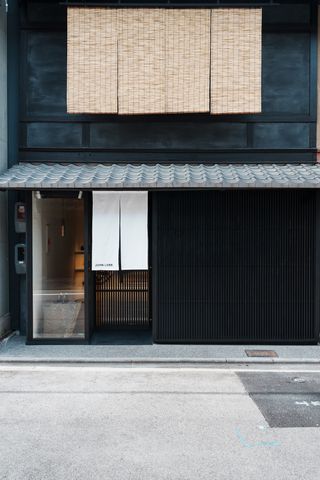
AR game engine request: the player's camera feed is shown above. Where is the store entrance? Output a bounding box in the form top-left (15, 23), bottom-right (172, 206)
top-left (93, 270), bottom-right (152, 344)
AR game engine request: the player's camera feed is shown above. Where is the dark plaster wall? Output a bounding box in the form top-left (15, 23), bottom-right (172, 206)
top-left (20, 1), bottom-right (316, 162)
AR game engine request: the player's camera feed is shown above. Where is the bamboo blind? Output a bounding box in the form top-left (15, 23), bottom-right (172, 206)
top-left (67, 7), bottom-right (262, 114)
top-left (67, 8), bottom-right (118, 113)
top-left (210, 9), bottom-right (262, 114)
top-left (118, 8), bottom-right (166, 114)
top-left (165, 9), bottom-right (210, 113)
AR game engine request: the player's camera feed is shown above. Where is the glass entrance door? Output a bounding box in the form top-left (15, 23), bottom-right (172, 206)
top-left (32, 194), bottom-right (85, 339)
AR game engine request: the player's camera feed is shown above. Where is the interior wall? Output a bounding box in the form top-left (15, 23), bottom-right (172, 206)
top-left (0, 2), bottom-right (10, 336)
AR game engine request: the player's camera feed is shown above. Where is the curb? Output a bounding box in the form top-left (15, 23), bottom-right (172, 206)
top-left (0, 356), bottom-right (320, 366)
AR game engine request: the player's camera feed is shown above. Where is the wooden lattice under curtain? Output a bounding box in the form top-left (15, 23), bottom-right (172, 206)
top-left (67, 7), bottom-right (262, 115)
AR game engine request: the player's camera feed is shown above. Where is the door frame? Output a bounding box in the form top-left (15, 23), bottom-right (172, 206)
top-left (26, 190), bottom-right (90, 345)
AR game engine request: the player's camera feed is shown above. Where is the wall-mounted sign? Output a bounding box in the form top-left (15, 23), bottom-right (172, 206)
top-left (14, 202), bottom-right (26, 233)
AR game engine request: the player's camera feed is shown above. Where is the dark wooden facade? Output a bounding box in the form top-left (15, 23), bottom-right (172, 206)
top-left (153, 190), bottom-right (319, 343)
top-left (8, 0), bottom-right (320, 343)
top-left (15, 0), bottom-right (317, 163)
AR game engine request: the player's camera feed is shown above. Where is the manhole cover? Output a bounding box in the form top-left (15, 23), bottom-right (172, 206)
====
• AIM
Rewrite the records starting at the line containing "the dark wooden" and ending at the line containing "top-left (15, 0), bottom-right (317, 163)", replacing "dark wooden facade" with "timber storefront" and leaving everything else unchanged.

• FINAL ANSWER
AR game engine request: the player's camera feed is shown above. Where is the timber storefront? Output a bounding box in the form top-left (15, 23), bottom-right (172, 206)
top-left (153, 190), bottom-right (319, 343)
top-left (8, 0), bottom-right (320, 343)
top-left (15, 0), bottom-right (317, 163)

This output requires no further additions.